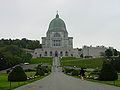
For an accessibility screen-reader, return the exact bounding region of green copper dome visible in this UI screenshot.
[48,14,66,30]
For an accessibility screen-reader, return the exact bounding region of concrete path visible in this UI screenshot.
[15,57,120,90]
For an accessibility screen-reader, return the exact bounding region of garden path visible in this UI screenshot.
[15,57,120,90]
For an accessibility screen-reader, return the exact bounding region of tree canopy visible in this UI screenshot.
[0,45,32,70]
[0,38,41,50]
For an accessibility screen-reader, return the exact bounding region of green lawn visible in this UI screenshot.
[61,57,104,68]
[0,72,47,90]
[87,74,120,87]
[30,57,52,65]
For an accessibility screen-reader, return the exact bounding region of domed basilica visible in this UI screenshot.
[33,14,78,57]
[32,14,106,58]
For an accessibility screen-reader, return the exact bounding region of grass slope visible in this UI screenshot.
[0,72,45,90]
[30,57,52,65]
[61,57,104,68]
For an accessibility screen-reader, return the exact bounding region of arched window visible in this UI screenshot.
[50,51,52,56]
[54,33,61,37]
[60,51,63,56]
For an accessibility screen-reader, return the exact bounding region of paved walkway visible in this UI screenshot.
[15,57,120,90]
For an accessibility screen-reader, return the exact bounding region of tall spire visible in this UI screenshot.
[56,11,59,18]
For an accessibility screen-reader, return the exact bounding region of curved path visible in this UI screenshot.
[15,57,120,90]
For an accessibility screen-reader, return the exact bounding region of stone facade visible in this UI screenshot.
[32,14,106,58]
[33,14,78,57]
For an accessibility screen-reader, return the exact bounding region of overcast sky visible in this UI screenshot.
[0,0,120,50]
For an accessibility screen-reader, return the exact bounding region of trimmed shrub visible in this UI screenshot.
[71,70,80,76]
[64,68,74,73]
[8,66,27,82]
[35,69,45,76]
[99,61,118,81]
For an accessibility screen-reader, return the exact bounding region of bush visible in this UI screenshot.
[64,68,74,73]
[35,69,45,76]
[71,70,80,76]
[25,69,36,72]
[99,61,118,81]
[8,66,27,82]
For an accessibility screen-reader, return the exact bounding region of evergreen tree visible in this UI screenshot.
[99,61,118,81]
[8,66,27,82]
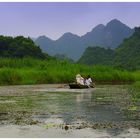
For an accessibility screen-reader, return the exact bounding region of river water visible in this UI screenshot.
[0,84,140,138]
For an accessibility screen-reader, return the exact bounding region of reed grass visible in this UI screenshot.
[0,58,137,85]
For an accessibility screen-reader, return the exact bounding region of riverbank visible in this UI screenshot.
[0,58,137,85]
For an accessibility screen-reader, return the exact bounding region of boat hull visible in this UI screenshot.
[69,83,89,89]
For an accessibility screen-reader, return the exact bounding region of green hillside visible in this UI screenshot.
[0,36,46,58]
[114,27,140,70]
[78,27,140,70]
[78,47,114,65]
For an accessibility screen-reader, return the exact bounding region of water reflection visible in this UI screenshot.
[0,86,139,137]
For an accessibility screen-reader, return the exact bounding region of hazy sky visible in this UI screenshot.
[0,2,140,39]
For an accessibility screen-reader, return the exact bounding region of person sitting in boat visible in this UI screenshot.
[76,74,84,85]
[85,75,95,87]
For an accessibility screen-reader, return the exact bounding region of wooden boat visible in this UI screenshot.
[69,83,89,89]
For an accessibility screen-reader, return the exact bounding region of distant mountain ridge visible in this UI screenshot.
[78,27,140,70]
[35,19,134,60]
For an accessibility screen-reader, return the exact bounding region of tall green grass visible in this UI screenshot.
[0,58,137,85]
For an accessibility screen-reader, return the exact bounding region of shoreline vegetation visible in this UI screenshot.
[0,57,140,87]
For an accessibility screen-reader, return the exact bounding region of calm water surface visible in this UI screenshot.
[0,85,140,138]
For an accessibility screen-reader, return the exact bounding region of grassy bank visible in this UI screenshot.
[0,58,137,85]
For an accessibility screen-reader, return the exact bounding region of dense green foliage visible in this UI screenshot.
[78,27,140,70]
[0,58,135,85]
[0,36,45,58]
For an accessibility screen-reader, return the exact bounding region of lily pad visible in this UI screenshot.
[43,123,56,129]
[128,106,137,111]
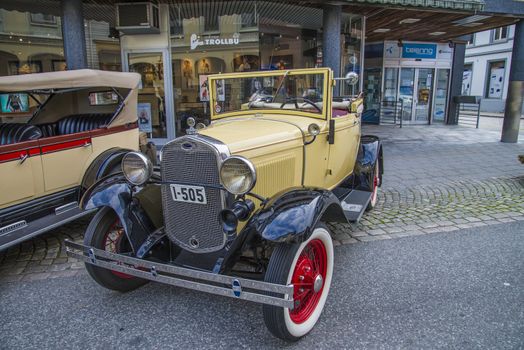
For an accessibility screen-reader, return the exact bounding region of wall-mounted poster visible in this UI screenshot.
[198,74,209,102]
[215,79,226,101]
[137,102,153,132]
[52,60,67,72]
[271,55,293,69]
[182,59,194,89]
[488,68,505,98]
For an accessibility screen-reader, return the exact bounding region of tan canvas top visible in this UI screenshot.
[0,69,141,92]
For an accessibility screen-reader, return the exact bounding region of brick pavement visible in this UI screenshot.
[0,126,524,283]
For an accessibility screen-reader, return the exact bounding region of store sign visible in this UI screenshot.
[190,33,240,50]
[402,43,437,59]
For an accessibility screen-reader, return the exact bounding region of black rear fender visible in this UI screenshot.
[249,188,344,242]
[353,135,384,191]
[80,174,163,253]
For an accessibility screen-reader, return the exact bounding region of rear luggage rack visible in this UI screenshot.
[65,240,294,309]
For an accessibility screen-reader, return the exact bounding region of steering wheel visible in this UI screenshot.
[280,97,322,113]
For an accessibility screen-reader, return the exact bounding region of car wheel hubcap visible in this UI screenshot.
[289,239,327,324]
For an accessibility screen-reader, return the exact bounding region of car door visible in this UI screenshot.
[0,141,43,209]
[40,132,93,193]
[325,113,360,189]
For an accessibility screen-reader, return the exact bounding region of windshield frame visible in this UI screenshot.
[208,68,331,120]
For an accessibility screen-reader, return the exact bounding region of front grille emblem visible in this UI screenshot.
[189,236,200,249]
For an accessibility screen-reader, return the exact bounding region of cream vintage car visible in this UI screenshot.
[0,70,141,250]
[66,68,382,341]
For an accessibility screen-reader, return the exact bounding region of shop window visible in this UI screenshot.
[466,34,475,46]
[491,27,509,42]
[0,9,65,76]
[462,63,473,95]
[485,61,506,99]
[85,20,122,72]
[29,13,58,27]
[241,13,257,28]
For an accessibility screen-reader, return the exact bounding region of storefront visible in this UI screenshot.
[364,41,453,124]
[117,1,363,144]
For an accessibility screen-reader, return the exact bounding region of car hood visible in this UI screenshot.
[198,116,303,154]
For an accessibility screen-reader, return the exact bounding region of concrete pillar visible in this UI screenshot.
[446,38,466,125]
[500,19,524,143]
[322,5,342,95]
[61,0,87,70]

### TASK PROMPT
Reproduce every line of the rows starting at the line that contains "hillside visible in this UI screenshot." and ending at the line that contains "[78,47,114,65]". Add 146 to each number in the bounding-box coordinates.

### OUTPUT OF THE EXERCISE
For an accessibility screen-reader, return the exact bounding region of green hillside visible in this UI screenshot.
[146,182,192,204]
[260,173,286,216]
[224,173,286,216]
[224,193,260,211]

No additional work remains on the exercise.